THINGS TO DO.
A) According to the Scherzer biography, in what year was Scherzer exiled to Italy?
B) Name every person other than Scherzer who appears in the Scherzer biography.
C) Please write a continuation of the Scherzer biography, starting after its last sentence.

EXCERPT TO READ.
Karl Ritter von Scherzer (sometimes written Carl; 1 May 1821 in Vienna – 19 February 1903 in Görz (Note: modern-day Gorizia, Italy)) was an Austrian explorer, diplomat and natural scientist.

==Biography==
He began his working life as a printer. After inheriting a fortune, Scherzer was able to travel extensively.

He took an active part in the 1848 revolution and was exiled to Italy in 1850. Here Scherzer became friends with German explorer and naturalist Moritz Wagner; together the men travelled through North and Central America and the West Indies (1852–1855).

After returning to Vienna, Scherzer, with the support of Archduke Maximilian, became a member of a scientific expedition traveling via the frigate Novara around the world. From that expedition he brought back enough coca leaves that Albert Niemann subsequently isolated cocaine.

(Recorded data)
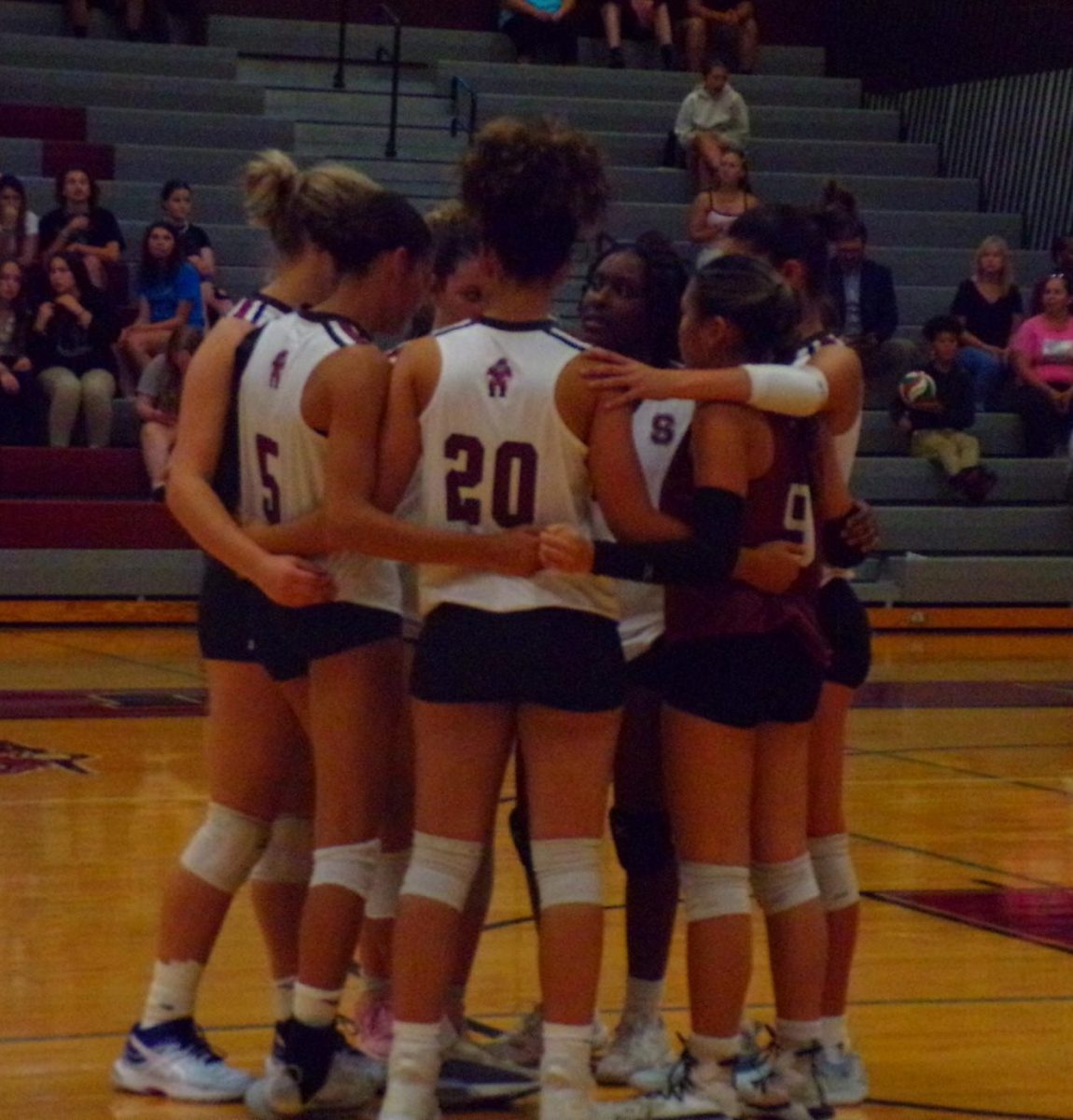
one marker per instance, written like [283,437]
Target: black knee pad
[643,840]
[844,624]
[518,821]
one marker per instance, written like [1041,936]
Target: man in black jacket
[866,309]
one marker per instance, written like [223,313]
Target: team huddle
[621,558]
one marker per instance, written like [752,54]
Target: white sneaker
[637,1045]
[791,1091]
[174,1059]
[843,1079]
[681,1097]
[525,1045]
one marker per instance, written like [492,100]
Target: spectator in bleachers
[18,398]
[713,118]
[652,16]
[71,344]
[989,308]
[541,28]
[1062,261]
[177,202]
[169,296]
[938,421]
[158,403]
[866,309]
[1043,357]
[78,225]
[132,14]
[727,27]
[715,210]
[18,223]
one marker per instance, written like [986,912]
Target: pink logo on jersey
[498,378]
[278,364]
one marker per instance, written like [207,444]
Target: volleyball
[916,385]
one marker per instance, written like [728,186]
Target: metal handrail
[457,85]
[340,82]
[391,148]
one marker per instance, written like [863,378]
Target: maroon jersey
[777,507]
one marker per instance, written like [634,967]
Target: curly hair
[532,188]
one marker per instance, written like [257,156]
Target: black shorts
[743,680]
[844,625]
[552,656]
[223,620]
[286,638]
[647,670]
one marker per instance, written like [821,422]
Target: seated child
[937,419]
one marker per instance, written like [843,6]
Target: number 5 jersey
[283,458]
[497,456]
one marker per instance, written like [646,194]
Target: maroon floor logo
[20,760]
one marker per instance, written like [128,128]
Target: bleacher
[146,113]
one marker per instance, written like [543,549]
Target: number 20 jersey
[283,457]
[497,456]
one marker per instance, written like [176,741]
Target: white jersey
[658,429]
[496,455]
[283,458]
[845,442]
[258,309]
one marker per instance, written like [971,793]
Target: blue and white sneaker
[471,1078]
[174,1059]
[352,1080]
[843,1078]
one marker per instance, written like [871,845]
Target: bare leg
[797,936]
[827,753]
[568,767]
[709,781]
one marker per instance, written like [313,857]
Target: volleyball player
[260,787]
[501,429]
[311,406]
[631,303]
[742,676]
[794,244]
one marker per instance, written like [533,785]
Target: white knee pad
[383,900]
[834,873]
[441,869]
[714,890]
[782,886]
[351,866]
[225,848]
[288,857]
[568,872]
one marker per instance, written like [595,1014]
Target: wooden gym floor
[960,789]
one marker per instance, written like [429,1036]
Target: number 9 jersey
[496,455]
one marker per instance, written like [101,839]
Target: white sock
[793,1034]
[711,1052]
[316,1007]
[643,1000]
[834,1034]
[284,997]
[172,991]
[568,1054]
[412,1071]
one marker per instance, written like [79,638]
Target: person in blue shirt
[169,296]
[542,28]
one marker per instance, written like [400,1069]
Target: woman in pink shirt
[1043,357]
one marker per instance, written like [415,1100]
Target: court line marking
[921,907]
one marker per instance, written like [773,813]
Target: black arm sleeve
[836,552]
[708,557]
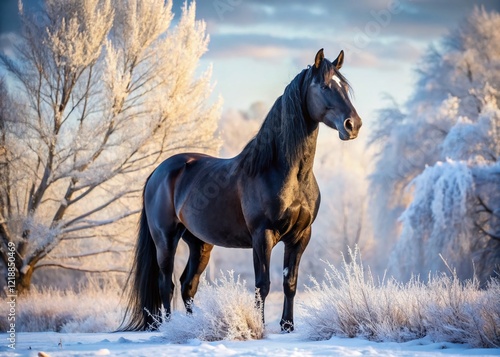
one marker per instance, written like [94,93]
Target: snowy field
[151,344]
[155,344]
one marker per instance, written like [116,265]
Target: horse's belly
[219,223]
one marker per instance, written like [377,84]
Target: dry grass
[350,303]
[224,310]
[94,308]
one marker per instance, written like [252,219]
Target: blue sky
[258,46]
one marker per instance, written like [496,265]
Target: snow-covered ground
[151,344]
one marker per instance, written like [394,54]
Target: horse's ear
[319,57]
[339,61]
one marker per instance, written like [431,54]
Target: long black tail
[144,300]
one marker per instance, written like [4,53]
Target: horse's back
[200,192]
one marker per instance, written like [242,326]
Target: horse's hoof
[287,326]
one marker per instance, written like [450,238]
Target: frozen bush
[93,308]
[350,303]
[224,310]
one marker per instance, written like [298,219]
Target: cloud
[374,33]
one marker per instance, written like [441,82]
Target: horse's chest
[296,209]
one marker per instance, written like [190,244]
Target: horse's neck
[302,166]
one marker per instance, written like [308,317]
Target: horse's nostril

ANSWERS.
A) 1850

B) Moritz Wagner, Archduke Maximilian, Albert Niemann

C)
After returning in 1859, Scherzer was appointed as a councillor of the board of trade, held an office in the bureau of foreign relations, and was tasked with compiling the commercial statistics of the empire. As a reward for his publications, Scherzer was knighted in 1866. During 1869 he was the leader of an expedition to eastern Asia.

Afterwards he served as a diplomatic consul in several places, including Smyrna (today's İzmir). In 1886 Scherzer retired.

== Books ==
- Reisen in Nordamerika in den Jahren 1852 und 1853. (Travels in North America during 1852 and 1853), 3 parts, Arnold, Leipzig, 1854. Written together with Moritz Wagner.
- Las Historias del origen de los Indios de Guatemala, par el R. P. F. Francisco Ximenes. Vienna, 1856. Copy of the Spanish translation of the Popol Vuh manuscript (more details).
- Wanderungen Durch die Mittel-Amerikanischen Freistaaten Nicaragua, Honduras und San Salvador ("Travels through Central American States of Nicaragua, Honduras and San Salvador"), Braunschweig George Westermann, 1857. Details of the 1852 - 1855 expedition.
- Reise der österreichischen Fregatte Novara um die Erde, in den Jahren 1857 - 1859 ("Narrative of the circumnavigation of the globe by the Austrian frigate Novarra"), Vienna, 1861 - 1862, three volumes, with illustrations. First English edition by London Saunders, Otley, And Co. 1861.
- Aus dem Natur- und Völkerleben im tropischen Amerika. ("About the nature and the life of people in tropic America"), Leipzig, Wigand Verlag, 1864.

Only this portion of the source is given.